▶ **Short task a**:
How many of the rows below contain the string "boulder"? Give only the number.

▶ **Source**:
Could you explain how capital and leverage requirements limit bank lending? If MMT is right and deposits and reserves don't constrain lending by a multiplier could you still get a multiplier-like story from captial and leverage requirements?

I tried to ask Scott Fullwiler, but didn't get an answer.

Key line they quote from Bliss:

"Ideology and methodology, two subjects
most economists would rather avoid, were pervasive undercurrents fueling the
controversies (Bliss, 1975, chapter 15)."

I do not understand the MMT argument that banks are not constrained by deposits and reserves. If the bank does not have sufficient deposits (I assume deposits are the cheapest source of funding which would explain why banks offer such a service) then the reserves must come from somewhere (whether it be from other banks or the Fed). If the cost of that funding exceeds the expected profit from a potential loan then the loan will not be made. Does anyone doubt that the Fed exerts massive influence over the cost of said funding?

This reminds me of the whole MMT crusade where they argue that people don't understand that countries with their own currency "can always pay off their debts". Everyone already knows this. The issue at hand is the consequences of such an endeavor which depending on the state of the economy and the size of the deficit could lead to unwanted inflation (I think most people would agree that in the current depressed environment this isn't an issue).

In both cases there isn't "technically" a constraint, but pointing that out isn't some grand insight is somehow unique to MMT.

Paul- did you read this http://neweconomicperspectives.org/2012/04/krugmans-flashing-neon-sign.html ? The point about cost of funding is all thoroughly explained there and a prominent part of endogenous money theory.

anon: suppose that banks either desire or require a certain ratio between their capital and their total liabilities, and that they couldn't reduce that ratio by buying a safer composition of assets, and they couldn't reduce that ratio by issuing more shares or bonds and increasing their capital that way. Then I could see that they might want to increase their loans and deposits if only it wouldn't cause their capital ratio to drop below the desired or required level. So they can't expand when they otherwise would want to.

You will probably get a better answer from someone else.

wh10:

I did read that post. He seems to be conceding the point that reserves and deposits do constrain lending while pretending not to do so. He can claim all he wants that it is profitability that constrains lending, but that is obfuscating from the point that deposits and reserves are directly related to profitability as I understand it. If the cost of the source of funding increases then one of two things happens. Either the bank chooses not to make the loan because it isn't profitable or it raises the interest rate it intends to charge in order to maintain its margin. Perhaps he doesn't believe demand for loans is interest rate sensitive, but if it is then it becomes obvious how deposits and reserves constrain lending.

Paul...reserves do not "fund" anything. they are not "funding". They are a requirement that needs to be held to satisfy reserve requirements. In the midwest banks can mostly rely on cheap demand or savings deposits and are always at or above their required reserved ratio. The big banks however rely on the wholesale or fed funds market because they always make a large amount of loans comparatively speaking to their reserves. Hence, for those banks that are making a large amount of loans, they are actively seeking reserves. For those that don't make as many loans, they always have an excess supply of them.

▶ **Short task b**:
Copy word for word the part of the bank lending discussion above that opens with the words "Paul...reserves do not" and closes with "supply of them.".

▶ **Information shown**:
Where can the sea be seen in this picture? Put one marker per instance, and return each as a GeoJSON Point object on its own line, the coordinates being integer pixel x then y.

---

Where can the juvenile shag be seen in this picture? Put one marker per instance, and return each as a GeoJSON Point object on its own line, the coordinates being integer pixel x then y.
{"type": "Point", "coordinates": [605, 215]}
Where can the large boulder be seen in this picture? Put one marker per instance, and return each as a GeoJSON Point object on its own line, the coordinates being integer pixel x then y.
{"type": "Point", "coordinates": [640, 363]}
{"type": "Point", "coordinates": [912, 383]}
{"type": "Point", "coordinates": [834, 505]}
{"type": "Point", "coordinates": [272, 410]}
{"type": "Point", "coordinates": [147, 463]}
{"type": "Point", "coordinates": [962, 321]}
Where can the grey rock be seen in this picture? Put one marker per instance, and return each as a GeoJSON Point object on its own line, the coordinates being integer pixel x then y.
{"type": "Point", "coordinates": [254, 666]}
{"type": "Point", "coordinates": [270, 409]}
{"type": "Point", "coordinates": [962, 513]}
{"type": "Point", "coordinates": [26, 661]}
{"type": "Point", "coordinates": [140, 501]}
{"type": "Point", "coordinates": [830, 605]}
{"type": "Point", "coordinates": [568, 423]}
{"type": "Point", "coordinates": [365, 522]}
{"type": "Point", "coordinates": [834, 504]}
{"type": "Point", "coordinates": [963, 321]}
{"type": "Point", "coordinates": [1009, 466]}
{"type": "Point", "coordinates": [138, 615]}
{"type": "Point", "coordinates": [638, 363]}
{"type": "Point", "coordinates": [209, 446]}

...

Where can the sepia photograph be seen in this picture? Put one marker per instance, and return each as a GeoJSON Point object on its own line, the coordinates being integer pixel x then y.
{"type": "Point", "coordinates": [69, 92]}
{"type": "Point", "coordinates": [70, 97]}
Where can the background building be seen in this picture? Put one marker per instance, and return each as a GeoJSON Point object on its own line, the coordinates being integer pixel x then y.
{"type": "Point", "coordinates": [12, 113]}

▶ **Exercise result a**:
1

▶ **Exercise result b**:
Paul...reserves do not "fund" anything. they are not "funding". They are a requirement that needs to be held to satisfy reserve requirements. In the midwest banks can mostly rely on cheap demand or savings deposits and are always at or above their required reserved ratio. The big banks however rely on the wholesale or fed funds market because they always make a large amount of loans comparatively speaking to their reserves. Hence, for those banks that are making a large amount of loans, they are actively seeking reserves. For those that don't make as many loans, they always have an excess supply of them.